● **Aim**
Copy the listing from its first line through the line containing "[[[223,359],[176,367],[123,368],[100,363],[94,408],[223,406]]]", swapping "segmenter" for "annotator" everywhere and changing nothing else. Leave the pictures out.
[BEGIN Data for processing]
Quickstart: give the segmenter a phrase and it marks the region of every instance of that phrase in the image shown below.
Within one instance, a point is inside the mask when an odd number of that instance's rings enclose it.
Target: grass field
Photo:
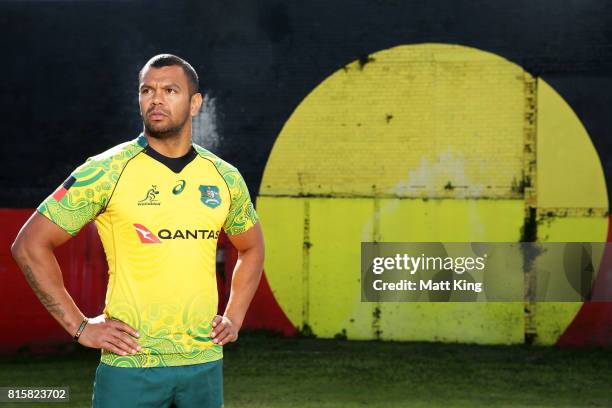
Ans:
[[[49,406],[90,406],[98,356],[5,358],[0,386],[69,386]],[[228,408],[612,407],[612,350],[243,335],[224,368]]]

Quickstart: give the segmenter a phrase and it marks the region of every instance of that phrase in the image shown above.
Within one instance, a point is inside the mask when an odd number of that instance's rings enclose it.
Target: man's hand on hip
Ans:
[[[240,327],[226,316],[216,315],[212,322],[213,330],[210,337],[213,339],[213,343],[225,345],[229,342],[238,340],[238,331]]]
[[[140,345],[134,337],[140,334],[127,324],[117,320],[106,320],[104,315],[89,319],[79,343],[86,347],[101,348],[121,356],[136,354]]]

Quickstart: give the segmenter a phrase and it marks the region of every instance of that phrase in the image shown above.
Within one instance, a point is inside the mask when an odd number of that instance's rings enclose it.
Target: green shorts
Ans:
[[[223,359],[176,367],[123,368],[100,363],[94,408],[223,406]]]

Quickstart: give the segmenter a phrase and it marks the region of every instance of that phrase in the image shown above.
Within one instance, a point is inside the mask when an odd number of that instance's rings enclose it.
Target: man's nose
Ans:
[[[162,92],[161,89],[153,92],[153,98],[151,98],[151,103],[155,103],[155,104],[164,103],[164,93]]]

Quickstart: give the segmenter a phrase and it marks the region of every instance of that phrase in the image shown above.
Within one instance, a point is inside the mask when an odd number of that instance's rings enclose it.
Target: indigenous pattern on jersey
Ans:
[[[165,158],[141,134],[87,159],[37,210],[72,235],[95,220],[109,267],[104,314],[138,330],[142,346],[133,356],[103,350],[103,363],[222,358],[210,338],[217,240],[221,228],[235,235],[258,221],[235,167],[195,144],[178,161]]]

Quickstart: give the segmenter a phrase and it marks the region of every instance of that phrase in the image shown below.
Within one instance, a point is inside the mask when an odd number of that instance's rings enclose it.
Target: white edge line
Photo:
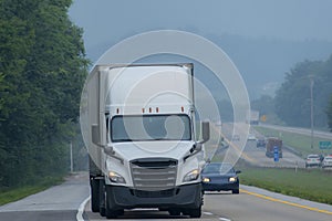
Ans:
[[[231,220],[226,219],[226,218],[219,218],[219,220],[221,220],[221,221],[231,221]]]
[[[79,210],[77,210],[77,213],[76,213],[76,220],[77,221],[84,221],[84,218],[83,218],[83,212],[84,212],[84,208],[85,208],[85,204],[87,203],[87,201],[90,200],[90,196],[80,204],[79,207]]]

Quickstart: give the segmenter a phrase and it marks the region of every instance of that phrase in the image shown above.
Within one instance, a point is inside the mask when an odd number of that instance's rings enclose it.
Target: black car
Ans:
[[[266,147],[267,143],[264,138],[257,139],[257,147]]]
[[[229,191],[239,193],[238,173],[231,164],[210,162],[201,171],[201,182],[204,191]]]

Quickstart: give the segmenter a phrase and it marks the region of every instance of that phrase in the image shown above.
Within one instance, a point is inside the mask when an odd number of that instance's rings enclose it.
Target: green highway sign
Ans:
[[[320,141],[320,149],[332,149],[332,141]]]

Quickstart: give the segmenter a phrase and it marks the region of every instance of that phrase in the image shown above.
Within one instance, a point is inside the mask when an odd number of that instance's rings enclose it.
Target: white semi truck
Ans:
[[[92,211],[199,218],[209,123],[197,118],[193,64],[96,65],[81,105]]]

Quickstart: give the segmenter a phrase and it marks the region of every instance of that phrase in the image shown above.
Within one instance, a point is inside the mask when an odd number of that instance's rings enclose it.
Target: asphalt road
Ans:
[[[91,212],[87,173],[72,176],[63,185],[0,207],[1,221],[105,220]],[[85,201],[86,203],[84,203]],[[82,213],[79,212],[80,206]],[[201,219],[170,217],[167,212],[129,210],[117,220],[221,220],[221,221],[331,221],[332,206],[287,197],[258,188],[241,186],[240,194],[208,192]]]
[[[86,172],[66,178],[60,186],[0,207],[1,221],[76,220],[77,208],[90,194]]]

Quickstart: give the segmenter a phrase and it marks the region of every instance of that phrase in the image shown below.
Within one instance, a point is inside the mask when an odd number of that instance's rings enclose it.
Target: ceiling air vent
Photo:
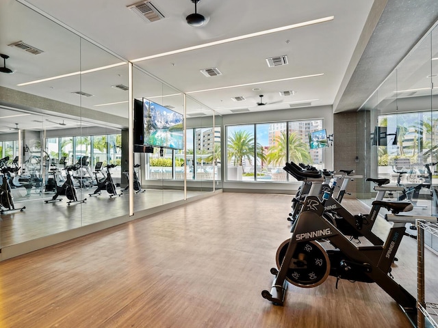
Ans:
[[[120,89],[123,91],[128,91],[129,88],[125,85],[124,84],[117,84],[116,85],[112,85],[111,87],[114,87],[114,89]]]
[[[294,90],[280,92],[280,96],[294,96],[294,94],[295,94],[295,92]]]
[[[281,65],[287,65],[289,64],[287,62],[287,56],[272,57],[272,58],[266,58],[266,62],[269,67],[281,66]]]
[[[246,111],[249,111],[249,109],[247,108],[241,108],[240,109],[230,109],[231,113],[245,113]]]
[[[289,107],[290,108],[296,108],[296,107],[305,107],[307,106],[311,106],[312,103],[309,102],[296,102],[295,104],[289,104]]]
[[[127,8],[148,22],[155,22],[164,18],[164,15],[149,1],[139,2]]]
[[[37,49],[34,46],[29,46],[29,44],[26,44],[23,41],[18,41],[18,42],[11,43],[8,44],[9,46],[15,46],[16,48],[19,48],[21,50],[24,50],[29,53],[33,55],[39,55],[40,53],[44,53],[42,50]]]
[[[79,94],[79,96],[83,96],[84,97],[91,97],[92,94],[87,94],[86,92],[83,92],[81,91],[75,91],[72,92],[72,94]]]
[[[222,73],[217,67],[214,67],[213,68],[205,68],[205,70],[201,70],[200,72],[206,77],[216,77],[217,75],[222,75]]]

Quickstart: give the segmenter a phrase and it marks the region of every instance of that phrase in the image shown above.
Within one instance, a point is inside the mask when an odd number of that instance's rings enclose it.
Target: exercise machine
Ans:
[[[85,201],[87,200],[86,198],[82,200],[78,200],[77,198],[77,193],[76,192],[76,188],[75,187],[75,181],[70,173],[78,169],[79,165],[77,165],[77,164],[67,166],[64,169],[66,172],[67,172],[67,177],[65,182],[61,187],[56,186],[56,193],[53,195],[51,200],[44,200],[44,203],[48,204],[62,201],[62,198],[58,198],[58,196],[60,195],[65,195],[67,197],[68,200],[68,202],[67,202],[68,206],[70,206],[70,204],[73,203],[85,203]]]
[[[413,324],[416,323],[415,298],[391,275],[391,264],[404,236],[407,219],[402,215],[388,218],[393,220],[393,226],[384,245],[358,247],[324,219],[324,203],[329,197],[327,193],[322,200],[313,195],[306,197],[291,238],[277,250],[277,268],[270,270],[275,275],[270,291],[263,290],[261,296],[283,305],[288,282],[311,288],[322,284],[328,275],[337,278],[337,286],[342,279],[376,283],[399,304]],[[394,215],[413,208],[408,202],[374,201],[373,206],[385,207]],[[322,238],[335,249],[324,248],[318,241]]]
[[[6,214],[15,210],[23,212],[26,208],[26,206],[16,208],[14,205],[14,197],[11,191],[11,186],[9,184],[8,176],[11,173],[16,173],[18,169],[8,167],[8,161],[9,161],[8,156],[0,159],[1,172],[3,174],[0,186],[0,214]]]
[[[138,178],[138,176],[137,175],[137,172],[136,171],[136,169],[137,167],[140,167],[140,164],[134,165],[134,171],[133,174],[133,186],[134,187],[134,191],[136,191],[136,193],[144,193],[144,191],[146,191],[146,190],[142,189],[142,184],[140,183],[140,180]],[[123,172],[123,174],[125,174],[127,178],[128,179],[128,180],[129,180],[129,172],[128,171],[125,171]],[[125,189],[123,189],[123,191],[125,191],[129,189],[129,184],[128,184],[128,185],[125,187]]]
[[[93,185],[95,185],[93,174],[90,170],[90,161],[88,156],[83,156],[77,161],[76,165],[78,169],[75,172],[73,178],[75,181],[77,181],[79,187],[80,188],[88,189],[91,188]]]
[[[99,162],[98,162],[99,163]],[[101,162],[100,162],[101,163]],[[105,167],[107,169],[106,176],[104,180],[99,180],[97,178],[97,172],[100,170],[96,170],[96,167],[94,167],[94,174],[96,174],[96,180],[97,181],[97,188],[94,190],[93,193],[90,193],[90,196],[94,196],[101,194],[101,191],[102,190],[106,190],[107,192],[110,194],[110,198],[113,197],[114,196],[121,196],[122,193],[117,193],[117,189],[116,188],[116,184],[114,184],[112,177],[111,176],[111,169],[116,167],[115,164],[108,164]]]
[[[311,184],[309,192],[309,195],[317,196],[321,199],[322,197],[321,195],[322,188],[318,186],[320,186],[322,182],[320,180],[318,180],[318,174],[312,173],[312,176],[309,177],[308,174],[306,176],[302,172],[298,171],[294,165],[288,164],[285,167],[285,170],[298,180],[305,178],[307,182]],[[383,241],[372,231],[381,206],[373,206],[369,214],[353,215],[341,204],[345,194],[343,191],[346,190],[348,180],[353,178],[352,176],[348,176],[348,174],[351,174],[352,172],[343,170],[344,175],[340,176],[340,177],[344,178],[344,181],[336,197],[333,197],[333,193],[337,185],[337,178],[332,178],[328,188],[326,188],[324,191],[324,195],[327,194],[329,197],[324,202],[324,212],[322,216],[326,220],[337,227],[343,234],[350,236],[350,240],[354,239],[357,243],[360,243],[359,237],[363,236],[373,245],[383,245]],[[320,176],[320,174],[319,174]],[[300,209],[302,210],[304,202],[299,200],[298,204]],[[294,221],[292,221],[292,223],[293,230]]]

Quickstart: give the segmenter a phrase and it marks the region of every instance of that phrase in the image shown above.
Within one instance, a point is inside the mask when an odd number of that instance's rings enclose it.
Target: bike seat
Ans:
[END Data for processing]
● **Solution**
Quickstart: give the annotator a phrase and it marks the region of every instance of that phrase in the image shown below.
Within one instance, a point is inside the mask when an odd number of that instance's rings enclose it.
Target: grass field
Photo:
Ans:
[[[49,406],[90,406],[98,356],[5,358],[0,386],[69,386]],[[228,408],[612,407],[612,350],[243,335],[224,368]]]

Quickstart: give the annotator a phrase and it marks the region of every instance of that phrase in the image shown above.
Within one instance, a point is inside the mask when an odd number of that instance's rings enclose it.
Target: man's hand on hip
Ans:
[[[240,327],[226,316],[216,315],[212,322],[213,330],[210,337],[213,339],[213,343],[225,345],[229,342],[238,340],[238,331]]]
[[[140,345],[134,337],[140,334],[127,324],[117,320],[106,320],[104,315],[89,319],[79,343],[86,347],[101,348],[121,356],[136,354]]]

Quickstart: give the annotator a phrase and it marks the region of every instance of that phrase in the image shown above.
Within one instance, a point is inside the mask when an odd number of that instance's rings enclose it.
Target: green shorts
Ans:
[[[223,359],[176,367],[123,368],[100,363],[94,408],[223,406]]]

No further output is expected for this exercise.